- **EXERCISE DESCRIPTION**
Present everything from the start of the lines below down to the line containing "[[629, 250], [170, 209]]", both ends included, as a numbered list with blank lines dropped. Leave the pictures out.

- **PROVIDED RECORDS**

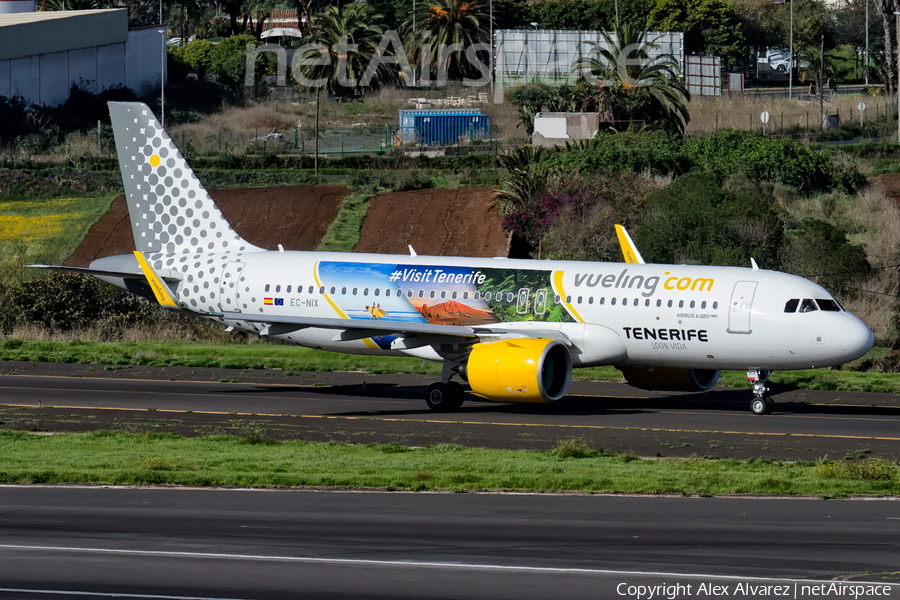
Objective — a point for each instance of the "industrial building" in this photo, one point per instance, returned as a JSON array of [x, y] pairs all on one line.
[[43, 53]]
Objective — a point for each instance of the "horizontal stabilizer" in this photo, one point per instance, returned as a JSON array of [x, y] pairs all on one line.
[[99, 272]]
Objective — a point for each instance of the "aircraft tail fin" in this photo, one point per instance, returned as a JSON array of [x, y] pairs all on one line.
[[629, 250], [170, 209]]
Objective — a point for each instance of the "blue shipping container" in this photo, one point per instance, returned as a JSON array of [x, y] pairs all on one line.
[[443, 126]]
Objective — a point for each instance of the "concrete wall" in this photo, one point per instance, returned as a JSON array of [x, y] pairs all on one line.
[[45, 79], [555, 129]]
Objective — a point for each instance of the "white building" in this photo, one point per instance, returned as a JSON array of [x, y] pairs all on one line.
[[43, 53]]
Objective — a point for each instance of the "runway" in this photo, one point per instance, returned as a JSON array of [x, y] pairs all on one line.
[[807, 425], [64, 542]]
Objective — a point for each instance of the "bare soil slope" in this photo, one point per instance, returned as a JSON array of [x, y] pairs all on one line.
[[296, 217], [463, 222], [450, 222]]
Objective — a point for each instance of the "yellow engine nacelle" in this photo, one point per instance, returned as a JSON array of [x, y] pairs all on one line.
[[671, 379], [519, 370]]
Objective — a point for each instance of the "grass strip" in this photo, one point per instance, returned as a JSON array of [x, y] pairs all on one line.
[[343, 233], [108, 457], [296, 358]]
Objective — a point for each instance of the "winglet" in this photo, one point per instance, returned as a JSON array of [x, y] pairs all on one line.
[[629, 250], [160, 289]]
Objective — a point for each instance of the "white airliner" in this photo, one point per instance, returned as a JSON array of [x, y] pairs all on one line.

- **RIGHT ANSWER**
1. Objective — a point for each instance of the "industrial building" in this photo, one point per instance, returned as a JSON array of [x, y] pairs all on one line.
2. [[43, 53]]
3. Objective — a point for each instance of the "horizontal stabilizer" in this photo, one point per instance, returned as a JSON array of [x, y] pairs all on one line.
4. [[99, 272]]
5. Objective — a point for each instance of the "aircraft tail fin" in this photo, one point per instance, returned as a JSON array of [x, y] pairs all on one line.
6. [[629, 250], [170, 209]]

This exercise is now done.